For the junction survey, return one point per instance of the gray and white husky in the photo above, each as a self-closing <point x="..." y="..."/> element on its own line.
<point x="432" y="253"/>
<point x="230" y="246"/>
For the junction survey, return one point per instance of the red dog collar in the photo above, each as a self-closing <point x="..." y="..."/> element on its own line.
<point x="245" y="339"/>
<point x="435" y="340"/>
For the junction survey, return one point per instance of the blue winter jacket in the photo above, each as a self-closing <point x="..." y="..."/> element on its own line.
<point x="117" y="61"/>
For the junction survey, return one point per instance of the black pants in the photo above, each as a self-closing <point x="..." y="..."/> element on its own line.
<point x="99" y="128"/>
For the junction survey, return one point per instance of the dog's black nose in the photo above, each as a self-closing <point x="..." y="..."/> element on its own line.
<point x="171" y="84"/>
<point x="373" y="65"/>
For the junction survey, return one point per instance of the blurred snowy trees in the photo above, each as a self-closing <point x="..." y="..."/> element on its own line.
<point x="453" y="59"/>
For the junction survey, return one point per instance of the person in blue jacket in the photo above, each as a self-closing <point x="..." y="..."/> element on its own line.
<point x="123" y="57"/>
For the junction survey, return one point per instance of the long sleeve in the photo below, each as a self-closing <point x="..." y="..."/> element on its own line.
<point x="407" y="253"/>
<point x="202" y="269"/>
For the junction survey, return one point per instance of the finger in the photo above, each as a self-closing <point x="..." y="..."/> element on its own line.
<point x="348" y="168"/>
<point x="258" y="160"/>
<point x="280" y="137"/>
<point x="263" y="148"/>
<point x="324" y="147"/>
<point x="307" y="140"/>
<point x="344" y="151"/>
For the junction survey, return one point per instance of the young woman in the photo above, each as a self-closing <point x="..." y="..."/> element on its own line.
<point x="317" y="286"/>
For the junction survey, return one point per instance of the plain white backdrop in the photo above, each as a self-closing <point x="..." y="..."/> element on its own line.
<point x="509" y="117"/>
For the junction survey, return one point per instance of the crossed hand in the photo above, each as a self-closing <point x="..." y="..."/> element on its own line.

----------------------------------------

**Task brief:** Give all the records again. Match them exactly.

**Solution to the exercise:**
For the junction survey, return one point per instance of the gray and white husky in the photo above, each as a self-closing <point x="..." y="..."/> element on its own line.
<point x="432" y="253"/>
<point x="230" y="246"/>
For the junction survey, return one point per instance of the red dog collar in the photo above, each as a self-closing <point x="..." y="..."/> element on its own line.
<point x="245" y="339"/>
<point x="435" y="340"/>
For the junction survey, return one point per instance of the blue winter jacket in the photo above, each as a self-closing <point x="..." y="..."/> element on its own line.
<point x="117" y="61"/>
For the junction survey, return one point per instance of the black pants in the photo above, each as a self-closing <point x="..." y="..."/> element on its own line.
<point x="99" y="128"/>
For the junction survey, return one point per instance of the dog's black nose in the photo above, each as a self-closing <point x="..." y="..."/> element on its own line.
<point x="171" y="84"/>
<point x="373" y="65"/>
For the junction survey, return one point per instance of the blurred snowy trees in the photo above, each as a self-closing <point x="..." y="..."/> element on its own line.
<point x="453" y="59"/>
For the junction survey, return one point per instance of the person in blue jacket in the photo above, each as a self-closing <point x="..." y="..."/> element on its own line.
<point x="123" y="57"/>
For the junction survey, return one point per instance of the long sleeve in the photo below, each as a self-closing <point x="..." y="..."/> element on its own line.
<point x="407" y="253"/>
<point x="202" y="269"/>
For the junction survey, return one point per instance of the finger in the photo above, each as a self-closing <point x="..." y="..."/> element on its own line.
<point x="348" y="168"/>
<point x="258" y="160"/>
<point x="280" y="137"/>
<point x="263" y="148"/>
<point x="324" y="147"/>
<point x="307" y="140"/>
<point x="344" y="151"/>
For the junction survey, return one point per instance of the young woman in the photo above, each as a self-closing <point x="..." y="..."/> element on its own line.
<point x="317" y="286"/>
For the junction survey, return one point per instance of the plain white backdrop in the photo above, each as a self-closing <point x="..." y="..."/> element on its own line.
<point x="509" y="117"/>
For the junction survey, return one point per instance of the crossed hand in the photo above, each as a self-closing <point x="..." y="..."/> element on its own line.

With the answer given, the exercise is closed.